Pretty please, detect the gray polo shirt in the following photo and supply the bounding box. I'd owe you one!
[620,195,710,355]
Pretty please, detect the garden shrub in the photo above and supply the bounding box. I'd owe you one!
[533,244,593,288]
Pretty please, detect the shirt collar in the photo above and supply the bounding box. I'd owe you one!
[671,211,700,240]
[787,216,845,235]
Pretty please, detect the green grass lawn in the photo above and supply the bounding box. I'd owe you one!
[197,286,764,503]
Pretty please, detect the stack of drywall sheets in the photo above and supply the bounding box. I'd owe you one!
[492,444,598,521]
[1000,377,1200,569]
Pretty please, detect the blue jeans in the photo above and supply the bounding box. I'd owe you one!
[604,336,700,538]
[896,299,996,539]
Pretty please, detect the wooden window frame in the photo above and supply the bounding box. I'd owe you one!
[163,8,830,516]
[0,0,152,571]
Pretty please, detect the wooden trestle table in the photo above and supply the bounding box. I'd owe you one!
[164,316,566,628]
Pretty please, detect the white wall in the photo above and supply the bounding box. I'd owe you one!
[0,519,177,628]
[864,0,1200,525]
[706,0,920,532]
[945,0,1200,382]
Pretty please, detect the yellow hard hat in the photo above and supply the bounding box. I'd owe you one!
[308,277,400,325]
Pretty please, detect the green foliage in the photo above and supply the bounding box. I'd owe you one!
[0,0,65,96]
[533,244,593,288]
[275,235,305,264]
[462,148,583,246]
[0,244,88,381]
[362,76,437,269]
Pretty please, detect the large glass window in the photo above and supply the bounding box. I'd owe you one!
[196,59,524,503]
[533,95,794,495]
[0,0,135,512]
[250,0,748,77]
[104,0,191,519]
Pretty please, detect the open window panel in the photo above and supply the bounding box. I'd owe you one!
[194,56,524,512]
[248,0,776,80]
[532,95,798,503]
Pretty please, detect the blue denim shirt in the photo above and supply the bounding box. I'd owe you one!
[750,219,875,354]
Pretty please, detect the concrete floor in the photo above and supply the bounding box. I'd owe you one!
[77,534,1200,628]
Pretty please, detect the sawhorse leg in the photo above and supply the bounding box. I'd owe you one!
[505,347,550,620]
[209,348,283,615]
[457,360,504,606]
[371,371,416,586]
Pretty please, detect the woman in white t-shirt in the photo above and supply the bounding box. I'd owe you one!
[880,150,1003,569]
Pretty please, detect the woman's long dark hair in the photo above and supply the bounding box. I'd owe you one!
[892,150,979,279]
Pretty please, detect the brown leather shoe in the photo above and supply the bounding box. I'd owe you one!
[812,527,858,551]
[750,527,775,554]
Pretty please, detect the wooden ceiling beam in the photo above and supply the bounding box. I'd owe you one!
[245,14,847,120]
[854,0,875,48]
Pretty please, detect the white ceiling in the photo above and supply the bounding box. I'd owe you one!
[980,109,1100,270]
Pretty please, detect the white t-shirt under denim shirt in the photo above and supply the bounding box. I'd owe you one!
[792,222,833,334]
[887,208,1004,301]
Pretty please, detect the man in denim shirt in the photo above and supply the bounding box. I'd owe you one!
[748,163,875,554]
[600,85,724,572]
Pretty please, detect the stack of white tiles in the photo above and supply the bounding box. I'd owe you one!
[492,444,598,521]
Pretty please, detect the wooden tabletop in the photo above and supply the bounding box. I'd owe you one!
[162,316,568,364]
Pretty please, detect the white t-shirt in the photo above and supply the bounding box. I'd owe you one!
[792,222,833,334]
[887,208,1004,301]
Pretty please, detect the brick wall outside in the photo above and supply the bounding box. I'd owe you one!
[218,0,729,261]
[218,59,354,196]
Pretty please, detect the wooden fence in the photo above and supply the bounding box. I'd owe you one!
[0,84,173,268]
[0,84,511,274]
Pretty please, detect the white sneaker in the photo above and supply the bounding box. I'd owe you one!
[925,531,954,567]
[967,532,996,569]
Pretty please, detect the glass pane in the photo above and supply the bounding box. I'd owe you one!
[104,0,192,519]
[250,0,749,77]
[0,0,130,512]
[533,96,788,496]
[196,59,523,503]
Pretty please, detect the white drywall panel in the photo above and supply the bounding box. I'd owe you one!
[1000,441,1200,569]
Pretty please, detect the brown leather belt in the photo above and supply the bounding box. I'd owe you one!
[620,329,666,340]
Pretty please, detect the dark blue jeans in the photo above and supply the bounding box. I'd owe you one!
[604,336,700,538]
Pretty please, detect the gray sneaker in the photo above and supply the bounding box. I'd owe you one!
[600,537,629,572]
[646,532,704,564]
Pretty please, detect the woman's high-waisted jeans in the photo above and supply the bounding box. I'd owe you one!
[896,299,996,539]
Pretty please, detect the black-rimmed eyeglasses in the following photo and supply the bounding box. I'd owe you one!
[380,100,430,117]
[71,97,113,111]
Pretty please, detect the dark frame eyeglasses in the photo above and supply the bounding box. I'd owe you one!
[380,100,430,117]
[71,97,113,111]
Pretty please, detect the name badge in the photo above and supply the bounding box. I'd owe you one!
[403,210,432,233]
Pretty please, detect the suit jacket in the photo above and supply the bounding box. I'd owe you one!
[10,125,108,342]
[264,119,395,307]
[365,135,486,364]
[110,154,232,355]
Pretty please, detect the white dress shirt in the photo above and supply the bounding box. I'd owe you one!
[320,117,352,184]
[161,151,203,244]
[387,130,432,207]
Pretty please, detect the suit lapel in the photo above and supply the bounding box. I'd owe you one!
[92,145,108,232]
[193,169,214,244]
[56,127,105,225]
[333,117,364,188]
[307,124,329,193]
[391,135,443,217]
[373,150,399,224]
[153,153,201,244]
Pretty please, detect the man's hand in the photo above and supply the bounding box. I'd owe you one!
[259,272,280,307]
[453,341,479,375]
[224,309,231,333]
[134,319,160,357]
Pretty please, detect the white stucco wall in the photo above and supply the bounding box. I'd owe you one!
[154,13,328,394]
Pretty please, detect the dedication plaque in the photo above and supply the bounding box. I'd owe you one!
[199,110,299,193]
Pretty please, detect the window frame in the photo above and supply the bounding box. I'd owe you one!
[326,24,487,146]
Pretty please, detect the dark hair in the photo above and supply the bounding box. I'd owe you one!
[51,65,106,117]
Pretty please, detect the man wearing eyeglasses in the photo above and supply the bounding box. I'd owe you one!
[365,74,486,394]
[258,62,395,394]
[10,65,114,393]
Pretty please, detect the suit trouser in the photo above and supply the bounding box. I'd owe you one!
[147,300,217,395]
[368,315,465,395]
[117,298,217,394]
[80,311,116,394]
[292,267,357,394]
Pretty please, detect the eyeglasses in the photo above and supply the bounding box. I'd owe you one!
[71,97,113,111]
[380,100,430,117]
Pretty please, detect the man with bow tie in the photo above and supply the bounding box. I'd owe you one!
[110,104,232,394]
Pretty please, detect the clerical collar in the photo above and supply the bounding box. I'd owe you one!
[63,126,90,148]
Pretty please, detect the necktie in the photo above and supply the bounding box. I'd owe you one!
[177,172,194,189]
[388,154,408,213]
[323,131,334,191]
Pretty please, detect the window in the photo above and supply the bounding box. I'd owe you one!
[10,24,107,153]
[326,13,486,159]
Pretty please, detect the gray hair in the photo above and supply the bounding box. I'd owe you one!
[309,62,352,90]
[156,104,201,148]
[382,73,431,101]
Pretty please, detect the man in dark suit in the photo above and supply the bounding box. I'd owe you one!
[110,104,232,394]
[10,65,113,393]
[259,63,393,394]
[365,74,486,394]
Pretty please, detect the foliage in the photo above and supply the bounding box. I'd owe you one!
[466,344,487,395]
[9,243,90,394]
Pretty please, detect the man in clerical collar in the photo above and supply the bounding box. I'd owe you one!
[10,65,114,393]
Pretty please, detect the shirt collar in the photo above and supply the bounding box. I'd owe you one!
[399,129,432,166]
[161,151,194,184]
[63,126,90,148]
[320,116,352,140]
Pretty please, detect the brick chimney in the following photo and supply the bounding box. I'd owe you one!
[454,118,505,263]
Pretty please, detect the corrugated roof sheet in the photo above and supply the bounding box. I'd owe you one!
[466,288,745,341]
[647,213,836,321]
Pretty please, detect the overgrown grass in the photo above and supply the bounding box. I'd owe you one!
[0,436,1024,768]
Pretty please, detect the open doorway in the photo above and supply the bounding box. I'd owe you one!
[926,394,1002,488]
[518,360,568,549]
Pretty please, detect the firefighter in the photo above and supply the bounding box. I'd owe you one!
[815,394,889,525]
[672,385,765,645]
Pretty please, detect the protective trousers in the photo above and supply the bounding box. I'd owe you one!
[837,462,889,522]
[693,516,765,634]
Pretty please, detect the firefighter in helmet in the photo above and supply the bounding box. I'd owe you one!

————————

Replace "supply" with "provide" in the stretch of items from the start through the line containing "[371,371,416,586]", and write that stretch out again with everything else left as it is.

Pretty please, detect the gray polo shirt in the following photo and provide the bounding box. I'd owe you one!
[620,195,710,355]
Pretty please, detect the garden shrub in the photo above and provide the bounding box. I'd owe you one!
[533,244,593,288]
Pretty please, detect the shirt collar in the photo above and provide the bounding box. I'd owe you one!
[671,211,700,240]
[787,216,845,235]
Pretty please, detect the green grass lawn in the photo above and provide the bounding box. I'd owe you one!
[197,286,764,503]
Pretty please, detect the stack of drywall sheets in the photo above and provide the bounding box. I'd owe you one!
[492,444,598,521]
[1000,377,1200,569]
Pretty please, detect the blue jeans in the photo above and provide the bounding box. I'd owe you one!
[604,336,700,538]
[896,299,996,539]
Pretty please, detect the wooden window frame in the photo above and provide the bounding box. I'd owe you one!
[163,8,830,516]
[0,0,152,571]
Pretty please, detect the wooden trestle table in the photo above and provide the bounding box. I'd owe you one!
[164,316,566,628]
Pretty please, detect the white wall in the photo above and provide the bounding box. I'd owe you one!
[0,519,177,628]
[864,0,1200,525]
[706,0,920,532]
[945,0,1200,382]
Pretty please, detect the yellow hard hat in the photo above and provide the bounding box. I'd owe you one!
[308,277,400,325]
Pretty please, detect the green foliage in the photo above and provide the bounding box. I'd owe you one!
[0,0,65,96]
[533,244,593,288]
[275,235,305,264]
[462,148,583,246]
[0,244,88,381]
[362,76,437,269]
Pretty please, detect the large glass window in the photo above and provide the bounding box. I'd owe you one!
[196,59,524,503]
[533,95,794,495]
[0,0,135,512]
[250,0,748,77]
[104,0,191,519]
Pretty please, detect the open window panel in the photo above and provide the bounding box. I'd owe you one!
[194,56,524,512]
[248,0,776,80]
[532,95,798,503]
Pretty please, detect the blue denim shirt in the photo above and provide the bounding box. I'd owe you one!
[750,219,875,354]
Pretty please, detect the concrete floor in the photo above and provide the bounding box. I'd owe you one!
[77,534,1200,628]
Pretty please, detect the sawhorse leg in the photo above and provide the bounding box. I'd owe you one!
[505,347,550,620]
[209,348,283,615]
[457,360,504,606]
[371,371,416,586]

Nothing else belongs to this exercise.